• What the exercise asks
Each line of the entries below that includes "query" belongs in your answer.

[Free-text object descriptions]
==============================

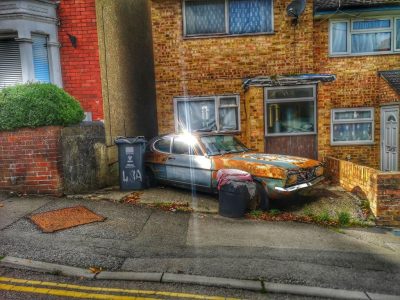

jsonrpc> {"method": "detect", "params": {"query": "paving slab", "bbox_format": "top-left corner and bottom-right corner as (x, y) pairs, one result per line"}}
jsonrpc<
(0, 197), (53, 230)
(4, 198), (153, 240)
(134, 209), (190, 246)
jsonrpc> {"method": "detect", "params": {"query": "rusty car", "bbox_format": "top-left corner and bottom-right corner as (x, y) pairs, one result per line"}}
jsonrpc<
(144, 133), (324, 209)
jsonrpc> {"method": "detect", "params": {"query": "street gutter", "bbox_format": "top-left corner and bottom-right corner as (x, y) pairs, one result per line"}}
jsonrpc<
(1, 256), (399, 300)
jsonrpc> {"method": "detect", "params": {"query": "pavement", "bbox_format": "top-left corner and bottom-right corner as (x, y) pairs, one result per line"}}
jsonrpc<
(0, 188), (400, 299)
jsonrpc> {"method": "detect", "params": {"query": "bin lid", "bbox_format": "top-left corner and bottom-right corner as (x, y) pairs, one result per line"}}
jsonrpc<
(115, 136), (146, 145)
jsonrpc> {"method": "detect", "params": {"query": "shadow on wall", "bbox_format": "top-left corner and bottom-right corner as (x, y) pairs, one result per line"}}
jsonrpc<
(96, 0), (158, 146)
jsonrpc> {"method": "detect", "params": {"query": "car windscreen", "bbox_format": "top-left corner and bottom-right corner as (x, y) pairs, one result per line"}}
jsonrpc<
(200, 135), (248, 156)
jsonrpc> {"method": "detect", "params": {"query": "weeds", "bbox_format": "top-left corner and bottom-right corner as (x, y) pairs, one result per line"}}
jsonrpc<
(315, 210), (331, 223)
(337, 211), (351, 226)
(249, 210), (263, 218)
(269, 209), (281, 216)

==============================

• Response area
jsonrpc> {"method": "detect", "params": {"query": "paving slab", "bbox_format": "top-left corner and bottom-right corner as (x, y) pairs, one result per line"}}
jsonrpc> {"method": "detect", "params": {"query": "rusty car", "bbox_format": "top-left corner and bottom-right corner as (x, y) pairs, one result per line"}}
jsonrpc> {"method": "detect", "params": {"query": "street gutter", "bbox_format": "top-left corner and bottom-right corner as (x, y) pairs, one result per line"}}
jsonrpc> {"method": "detect", "params": {"query": "pavement", "bbox_format": "top-left corner and bottom-right corner as (x, y) pairs, one result per line"}}
jsonrpc> {"method": "detect", "params": {"query": "bin lid", "bbox_format": "top-left corner and bottom-right corner as (x, y) pairs, one result per line"}}
jsonrpc> {"method": "detect", "params": {"query": "shadow on wall", "bbox_format": "top-left corner and bottom-right corner as (x, y) pairs, one result per line"}}
jsonrpc> {"method": "detect", "params": {"query": "car windscreen", "bbox_format": "top-left corner and bottom-right corner as (x, y) pairs, one result per line"}}
jsonrpc> {"method": "detect", "params": {"query": "weeds", "bbox_format": "top-left corner and bottom-right corner as (x, y) pairs, one result per line"}}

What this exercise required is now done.